◆ REQUIREMENT ◆
Could you reproduce the data from the line containing "Annotate every instance of the window with" through the end of the data, inclusive, with "sunlit grass" swapped for "green lawn" and everything else left unchanged, giving back only those lines?

------------------------------------

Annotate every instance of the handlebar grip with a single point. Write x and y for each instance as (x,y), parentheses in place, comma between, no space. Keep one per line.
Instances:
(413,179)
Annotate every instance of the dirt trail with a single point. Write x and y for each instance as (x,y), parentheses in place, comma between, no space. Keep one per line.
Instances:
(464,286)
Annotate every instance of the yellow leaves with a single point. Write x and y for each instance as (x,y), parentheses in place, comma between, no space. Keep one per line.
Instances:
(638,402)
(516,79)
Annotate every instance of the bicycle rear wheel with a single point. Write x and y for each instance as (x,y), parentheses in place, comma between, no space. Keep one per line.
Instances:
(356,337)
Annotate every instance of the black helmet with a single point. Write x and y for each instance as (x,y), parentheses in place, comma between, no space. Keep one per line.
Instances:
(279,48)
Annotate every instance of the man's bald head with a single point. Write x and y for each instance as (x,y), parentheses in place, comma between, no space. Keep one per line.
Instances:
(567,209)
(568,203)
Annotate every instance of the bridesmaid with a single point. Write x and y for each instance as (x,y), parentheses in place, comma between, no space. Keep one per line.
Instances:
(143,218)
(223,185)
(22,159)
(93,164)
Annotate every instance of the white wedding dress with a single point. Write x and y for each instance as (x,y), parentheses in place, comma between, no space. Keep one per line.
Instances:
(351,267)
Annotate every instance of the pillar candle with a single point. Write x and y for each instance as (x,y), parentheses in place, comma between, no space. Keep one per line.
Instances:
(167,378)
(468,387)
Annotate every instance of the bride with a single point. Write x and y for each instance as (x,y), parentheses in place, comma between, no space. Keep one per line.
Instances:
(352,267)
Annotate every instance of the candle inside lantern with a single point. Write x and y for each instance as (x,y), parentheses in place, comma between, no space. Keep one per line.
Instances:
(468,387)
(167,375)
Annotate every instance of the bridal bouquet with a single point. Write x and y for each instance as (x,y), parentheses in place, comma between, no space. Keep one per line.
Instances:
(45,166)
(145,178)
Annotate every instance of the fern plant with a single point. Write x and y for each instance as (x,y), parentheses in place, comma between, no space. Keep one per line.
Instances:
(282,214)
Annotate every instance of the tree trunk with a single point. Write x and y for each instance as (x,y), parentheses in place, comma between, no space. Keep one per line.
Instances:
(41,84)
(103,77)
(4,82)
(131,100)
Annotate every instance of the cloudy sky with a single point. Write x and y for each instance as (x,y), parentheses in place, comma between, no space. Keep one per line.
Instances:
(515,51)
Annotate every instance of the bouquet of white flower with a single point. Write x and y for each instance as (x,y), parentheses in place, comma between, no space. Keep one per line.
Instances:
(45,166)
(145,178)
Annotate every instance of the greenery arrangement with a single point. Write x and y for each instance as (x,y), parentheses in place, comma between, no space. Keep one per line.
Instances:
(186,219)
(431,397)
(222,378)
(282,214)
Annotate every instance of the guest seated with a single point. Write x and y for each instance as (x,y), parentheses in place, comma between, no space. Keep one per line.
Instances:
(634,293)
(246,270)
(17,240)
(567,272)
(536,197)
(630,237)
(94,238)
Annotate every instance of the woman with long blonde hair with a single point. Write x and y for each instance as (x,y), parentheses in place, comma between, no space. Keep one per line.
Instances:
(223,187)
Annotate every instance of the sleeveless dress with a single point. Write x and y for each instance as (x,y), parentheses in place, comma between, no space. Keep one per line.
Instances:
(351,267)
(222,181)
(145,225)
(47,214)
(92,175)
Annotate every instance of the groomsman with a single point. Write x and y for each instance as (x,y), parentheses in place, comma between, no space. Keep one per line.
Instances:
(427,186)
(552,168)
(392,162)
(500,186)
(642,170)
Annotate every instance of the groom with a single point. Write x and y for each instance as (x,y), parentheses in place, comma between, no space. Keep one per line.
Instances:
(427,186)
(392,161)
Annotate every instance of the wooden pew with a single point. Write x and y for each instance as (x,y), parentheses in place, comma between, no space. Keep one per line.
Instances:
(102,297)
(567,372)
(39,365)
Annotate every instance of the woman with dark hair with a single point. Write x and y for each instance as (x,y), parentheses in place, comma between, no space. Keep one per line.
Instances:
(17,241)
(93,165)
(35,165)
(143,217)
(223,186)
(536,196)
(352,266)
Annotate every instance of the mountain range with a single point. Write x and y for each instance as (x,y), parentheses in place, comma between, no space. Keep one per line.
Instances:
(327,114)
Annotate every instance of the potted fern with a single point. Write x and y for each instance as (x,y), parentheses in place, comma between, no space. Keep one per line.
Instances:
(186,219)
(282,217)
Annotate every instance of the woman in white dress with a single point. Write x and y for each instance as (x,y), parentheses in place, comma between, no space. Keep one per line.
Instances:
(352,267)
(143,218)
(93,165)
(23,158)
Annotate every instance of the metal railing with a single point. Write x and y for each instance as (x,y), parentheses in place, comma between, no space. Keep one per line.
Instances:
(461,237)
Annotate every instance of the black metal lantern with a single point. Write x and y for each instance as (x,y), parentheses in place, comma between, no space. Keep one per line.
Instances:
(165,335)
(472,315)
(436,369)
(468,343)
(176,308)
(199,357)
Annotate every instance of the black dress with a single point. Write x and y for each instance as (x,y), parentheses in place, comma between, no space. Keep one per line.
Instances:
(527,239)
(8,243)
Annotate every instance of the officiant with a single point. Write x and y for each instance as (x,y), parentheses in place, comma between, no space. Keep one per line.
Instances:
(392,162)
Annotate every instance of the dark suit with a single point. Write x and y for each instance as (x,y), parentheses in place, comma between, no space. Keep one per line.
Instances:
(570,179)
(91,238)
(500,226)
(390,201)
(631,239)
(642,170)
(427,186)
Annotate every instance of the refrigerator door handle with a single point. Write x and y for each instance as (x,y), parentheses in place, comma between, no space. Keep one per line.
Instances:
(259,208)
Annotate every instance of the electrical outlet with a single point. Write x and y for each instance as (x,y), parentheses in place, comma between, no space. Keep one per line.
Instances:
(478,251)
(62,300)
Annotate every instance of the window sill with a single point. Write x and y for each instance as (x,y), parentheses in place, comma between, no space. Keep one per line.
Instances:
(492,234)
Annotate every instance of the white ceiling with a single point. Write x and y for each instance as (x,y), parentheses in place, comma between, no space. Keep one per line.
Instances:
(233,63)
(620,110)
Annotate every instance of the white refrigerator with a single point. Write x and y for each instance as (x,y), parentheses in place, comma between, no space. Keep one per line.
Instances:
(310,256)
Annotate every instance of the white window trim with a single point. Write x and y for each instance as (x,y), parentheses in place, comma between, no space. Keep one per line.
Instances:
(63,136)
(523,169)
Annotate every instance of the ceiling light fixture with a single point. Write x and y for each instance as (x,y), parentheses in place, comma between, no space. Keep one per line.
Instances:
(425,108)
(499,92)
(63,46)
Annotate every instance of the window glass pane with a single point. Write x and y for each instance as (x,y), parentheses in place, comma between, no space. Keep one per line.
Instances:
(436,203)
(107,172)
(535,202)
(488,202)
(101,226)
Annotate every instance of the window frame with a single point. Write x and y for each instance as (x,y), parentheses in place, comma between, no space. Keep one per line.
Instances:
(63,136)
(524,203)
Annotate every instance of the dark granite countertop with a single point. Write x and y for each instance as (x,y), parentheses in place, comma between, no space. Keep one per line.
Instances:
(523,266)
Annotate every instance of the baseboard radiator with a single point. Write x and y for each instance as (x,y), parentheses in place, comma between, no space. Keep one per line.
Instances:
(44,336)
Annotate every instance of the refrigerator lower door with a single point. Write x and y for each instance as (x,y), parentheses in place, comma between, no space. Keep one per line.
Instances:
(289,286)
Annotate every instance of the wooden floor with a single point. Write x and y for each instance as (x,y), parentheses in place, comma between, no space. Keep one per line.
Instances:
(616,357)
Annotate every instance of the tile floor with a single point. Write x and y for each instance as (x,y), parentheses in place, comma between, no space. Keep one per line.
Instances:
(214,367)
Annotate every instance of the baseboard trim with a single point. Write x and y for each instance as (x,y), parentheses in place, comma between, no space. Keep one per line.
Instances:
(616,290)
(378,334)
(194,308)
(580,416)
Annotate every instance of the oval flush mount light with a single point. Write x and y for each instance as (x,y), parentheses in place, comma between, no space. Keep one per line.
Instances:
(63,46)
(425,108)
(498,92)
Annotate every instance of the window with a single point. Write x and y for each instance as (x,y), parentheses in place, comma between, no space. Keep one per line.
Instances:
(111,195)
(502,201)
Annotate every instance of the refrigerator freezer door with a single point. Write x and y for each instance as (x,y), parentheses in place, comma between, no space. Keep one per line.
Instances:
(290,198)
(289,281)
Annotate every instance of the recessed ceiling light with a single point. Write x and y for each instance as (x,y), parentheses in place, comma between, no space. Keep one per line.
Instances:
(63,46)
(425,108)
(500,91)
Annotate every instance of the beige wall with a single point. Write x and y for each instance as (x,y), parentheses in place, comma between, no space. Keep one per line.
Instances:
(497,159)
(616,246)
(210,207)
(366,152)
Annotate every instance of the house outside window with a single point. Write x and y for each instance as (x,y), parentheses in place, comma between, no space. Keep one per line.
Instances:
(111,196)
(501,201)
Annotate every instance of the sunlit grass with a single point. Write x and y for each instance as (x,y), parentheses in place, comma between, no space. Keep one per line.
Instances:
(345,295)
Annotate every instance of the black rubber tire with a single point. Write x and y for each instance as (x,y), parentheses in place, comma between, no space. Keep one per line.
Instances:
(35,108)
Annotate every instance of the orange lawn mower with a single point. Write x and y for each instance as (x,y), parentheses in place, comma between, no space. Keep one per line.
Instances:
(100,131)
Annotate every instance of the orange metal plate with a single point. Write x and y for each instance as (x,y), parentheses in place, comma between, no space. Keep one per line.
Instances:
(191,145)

------------------------------------

◆ RESPONSE BELOW ◆
Annotate every instance of the window with a single point. Write x and y for each instance as (x,y), parentheses in place, comma between, no space. Keep one per line.
Instances:
(111,195)
(502,201)
Annotate every instance of the refrigerator freezer door with a single point. Write x and y for each instance as (x,y), parentheses in place, comma between, no space. Keep one per line.
Instances:
(290,198)
(289,281)
Annotate every instance of the recessed ceiling light with a single point. Write x and y for each instance as (x,y), parentheses in place, comma between, no space. Keep one per line.
Instances:
(63,46)
(425,108)
(500,91)
Annotate every instance of the beige wall with a single point. Write x and y for each instance as (x,y), parentheses in place, comma between, no space. Keep one per line.
Instances:
(497,159)
(616,246)
(210,207)
(366,152)
Annotate every instance of the house outside window with a single point. Write x and y for each instance as (x,y), parentheses in place, comma between, no space. Keep one per line.
Instances:
(111,196)
(501,201)
Annotate every instance of the green lawn with a single point. Write x and y for each instance as (x,y), parentheses in place, comma between, no space. Keep one per line.
Instances:
(345,295)
Annotate every instance of the black rubber tire with a single point. Write x and y for each instance as (x,y), parentheses in place, comma between, no space. Keep one per line.
Instances:
(35,108)
Annotate every instance of the orange lawn mower with a single point. Write x and y for each instance as (x,y), parentheses in place, comma between, no space. Keep one per line.
Instances:
(100,131)
Annotate every instance of the orange metal plate with a single point. Write x and y for each instance as (x,y), parentheses in place, comma between, no space. Keep one per line.
Instances:
(191,145)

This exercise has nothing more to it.